[Free-text object descriptions]:

***

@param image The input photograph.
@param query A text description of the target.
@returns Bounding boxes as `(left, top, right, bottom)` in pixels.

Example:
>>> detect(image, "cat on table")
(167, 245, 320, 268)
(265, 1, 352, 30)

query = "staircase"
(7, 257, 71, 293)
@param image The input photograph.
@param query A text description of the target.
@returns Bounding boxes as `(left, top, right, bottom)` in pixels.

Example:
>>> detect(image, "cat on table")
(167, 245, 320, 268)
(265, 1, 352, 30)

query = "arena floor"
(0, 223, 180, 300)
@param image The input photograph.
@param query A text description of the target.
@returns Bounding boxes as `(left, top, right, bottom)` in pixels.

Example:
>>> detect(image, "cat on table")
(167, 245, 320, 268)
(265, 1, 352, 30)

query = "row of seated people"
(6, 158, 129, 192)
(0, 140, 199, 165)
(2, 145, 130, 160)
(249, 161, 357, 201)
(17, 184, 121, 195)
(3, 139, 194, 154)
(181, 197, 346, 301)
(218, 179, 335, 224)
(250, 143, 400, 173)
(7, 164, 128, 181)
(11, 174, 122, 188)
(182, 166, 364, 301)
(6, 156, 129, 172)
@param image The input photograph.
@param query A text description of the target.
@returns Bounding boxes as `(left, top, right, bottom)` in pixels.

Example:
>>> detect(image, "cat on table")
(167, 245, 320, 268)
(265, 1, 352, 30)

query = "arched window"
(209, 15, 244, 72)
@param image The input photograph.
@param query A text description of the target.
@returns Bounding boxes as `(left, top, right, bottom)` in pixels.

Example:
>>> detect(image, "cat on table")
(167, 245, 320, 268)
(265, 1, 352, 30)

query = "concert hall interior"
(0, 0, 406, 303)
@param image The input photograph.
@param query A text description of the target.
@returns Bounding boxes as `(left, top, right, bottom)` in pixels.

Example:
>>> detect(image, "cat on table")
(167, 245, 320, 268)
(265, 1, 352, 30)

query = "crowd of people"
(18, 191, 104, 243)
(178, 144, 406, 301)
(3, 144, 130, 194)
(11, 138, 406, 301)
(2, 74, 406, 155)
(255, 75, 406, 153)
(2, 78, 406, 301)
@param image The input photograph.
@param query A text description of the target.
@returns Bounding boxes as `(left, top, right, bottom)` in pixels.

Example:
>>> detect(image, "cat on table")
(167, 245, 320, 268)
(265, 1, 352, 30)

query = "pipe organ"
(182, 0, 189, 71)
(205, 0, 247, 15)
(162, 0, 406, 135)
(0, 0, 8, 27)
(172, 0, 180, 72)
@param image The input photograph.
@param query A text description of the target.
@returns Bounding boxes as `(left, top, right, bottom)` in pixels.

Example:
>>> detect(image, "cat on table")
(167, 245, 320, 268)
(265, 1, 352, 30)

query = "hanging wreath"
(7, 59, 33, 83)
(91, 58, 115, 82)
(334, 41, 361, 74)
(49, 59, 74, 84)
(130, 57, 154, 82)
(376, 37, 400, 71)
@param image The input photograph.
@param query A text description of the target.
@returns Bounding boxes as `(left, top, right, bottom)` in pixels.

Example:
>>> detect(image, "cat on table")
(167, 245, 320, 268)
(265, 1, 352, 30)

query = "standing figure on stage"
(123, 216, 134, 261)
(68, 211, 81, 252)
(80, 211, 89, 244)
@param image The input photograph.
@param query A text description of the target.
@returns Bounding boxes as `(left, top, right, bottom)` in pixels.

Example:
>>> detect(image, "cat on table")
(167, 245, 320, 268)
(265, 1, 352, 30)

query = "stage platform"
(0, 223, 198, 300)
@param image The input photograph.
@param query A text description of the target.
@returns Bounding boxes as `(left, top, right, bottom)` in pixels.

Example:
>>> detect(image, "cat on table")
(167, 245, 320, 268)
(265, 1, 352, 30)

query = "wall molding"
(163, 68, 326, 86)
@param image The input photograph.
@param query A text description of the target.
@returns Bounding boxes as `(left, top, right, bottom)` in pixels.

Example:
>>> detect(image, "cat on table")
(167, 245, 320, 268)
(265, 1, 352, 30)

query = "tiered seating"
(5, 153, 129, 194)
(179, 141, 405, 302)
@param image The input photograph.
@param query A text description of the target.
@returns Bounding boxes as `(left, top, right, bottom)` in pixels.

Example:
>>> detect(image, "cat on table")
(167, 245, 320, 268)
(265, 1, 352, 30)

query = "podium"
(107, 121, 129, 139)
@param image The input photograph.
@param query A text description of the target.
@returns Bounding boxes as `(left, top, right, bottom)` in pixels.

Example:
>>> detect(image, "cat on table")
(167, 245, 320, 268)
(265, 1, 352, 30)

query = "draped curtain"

***

[Exercise]: The entries shown above should be copied out word for word.

[The answer]:
@param image The input photograph.
@param query A text description of the target.
@returns Bounding boxes as `(left, top, right, bottom)` in pixels.

Example:
>>> detect(image, "cat on table")
(167, 245, 320, 268)
(265, 1, 352, 30)

query = "staircase"
(7, 257, 71, 293)
@param image The input photograph.
@param query A text description of the target.
@returns Bounding boxes as `(left, top, right, bottom)` in pixels.

Example:
>>> detect(image, "cat on table")
(167, 245, 320, 268)
(265, 1, 352, 30)

query = "arena floor"
(0, 223, 180, 300)
@param image The input photograph.
@param query A text description of the target.
@returns Bounding boxes as `(left, top, right, bottom)` in pixels.

Example:
>>> detect(image, "cat on table")
(167, 245, 320, 268)
(265, 1, 352, 30)

query = "row of seated people"
(6, 158, 129, 192)
(0, 140, 199, 165)
(2, 145, 130, 160)
(249, 161, 357, 201)
(17, 184, 121, 195)
(3, 139, 194, 154)
(181, 197, 346, 301)
(218, 179, 335, 224)
(250, 143, 400, 173)
(7, 164, 128, 181)
(11, 174, 122, 188)
(182, 166, 364, 301)
(6, 156, 129, 172)
@param image The input photograph.
@param query A text description of the target.
@returns Bounding boxes as `(left, top, right, bottom)` in pixels.

Example:
>>> detect(image, "cat on table")
(167, 245, 320, 268)
(265, 1, 352, 30)

query = "arched window"
(209, 15, 244, 72)
@param image The input photograph.
@param query A text description of the target.
@returns Bounding boxes as `(left, top, right, bottom)` in pixels.

Example:
>>> detect(image, "cat on table")
(167, 245, 320, 268)
(265, 1, 352, 30)

query = "concert hall interior"
(0, 0, 406, 303)
@param image The input photograph.
@param query A text description of the target.
@returns Bounding boxes as `(left, top, right, bottom)` in pixels.

Example:
>>> detect(image, "cat on table")
(167, 245, 320, 268)
(265, 1, 352, 30)

query = "crowd of people"
(18, 191, 104, 243)
(178, 144, 406, 301)
(3, 144, 130, 194)
(11, 138, 406, 301)
(2, 74, 406, 155)
(255, 75, 406, 153)
(2, 78, 406, 301)
@param image The input photograph.
@param query A text description of the target.
@returns Bounding boxes as `(left, top, right, bottom)` in pixels.

Example:
>>> detect(image, "cat on table")
(167, 245, 320, 268)
(265, 1, 352, 30)

query = "pipe organ"
(182, 0, 189, 71)
(205, 0, 247, 15)
(162, 0, 406, 135)
(0, 0, 8, 27)
(172, 0, 180, 72)
@param image The input photograph.
@param query A text description of the target.
@returns Bounding boxes as `(left, top, right, bottom)` in pixels.

Example:
>>> detect(image, "cat on table")
(167, 245, 320, 268)
(265, 1, 352, 30)

query = "hanging wreath"
(7, 59, 33, 83)
(91, 58, 115, 82)
(334, 41, 361, 74)
(49, 59, 74, 84)
(130, 57, 154, 82)
(376, 37, 400, 71)
@param image The input photograph.
@param query A text description of the target.
@returns Bounding boxes as `(left, top, right, bottom)` in pixels.

Example:
>>> detect(image, "cat on table")
(167, 245, 320, 268)
(265, 1, 352, 30)

query = "standing figure on stage"
(123, 216, 134, 261)
(68, 211, 81, 252)
(80, 211, 89, 244)
@param image The input photograph.
@param query A text description of the target.
@returns Bounding boxes as `(left, top, right, bottom)` in pixels.

Example:
>>> detect(image, "cat on table")
(167, 245, 320, 268)
(265, 1, 352, 30)

query = "stage platform"
(0, 223, 198, 300)
@param image The input photograph.
@param query A text description of the target.
@returns Bounding boxes as `(left, top, right, bottom)` in pixels.

Example:
>>> detect(image, "cat on table")
(167, 245, 320, 268)
(265, 1, 352, 30)

query = "wall molding"
(163, 68, 326, 86)
@param image The input photograph.
@param query A text description of the target.
@returns Bounding boxes as `(left, top, right, bottom)` in pixels.

Example:
>>> detect(image, "cat on table")
(167, 245, 320, 268)
(265, 1, 352, 30)

query = "tiered seating"
(5, 153, 129, 194)
(179, 141, 405, 302)
@param image The input photograph.
@param query A text description of the target.
@returns Bounding boxes as `(left, top, right, bottom)` in pixels.

Example:
>>> detect(image, "cat on table")
(167, 245, 320, 268)
(265, 1, 352, 30)

query = "podium"
(107, 121, 129, 139)
@param image The input photograph.
@param query A text description of the target.
@returns Bounding boxes as `(left, top, right, bottom)` in pixels.

Example:
>>> detect(image, "cat on table")
(167, 245, 320, 268)
(265, 1, 352, 30)

query = "draped curtain"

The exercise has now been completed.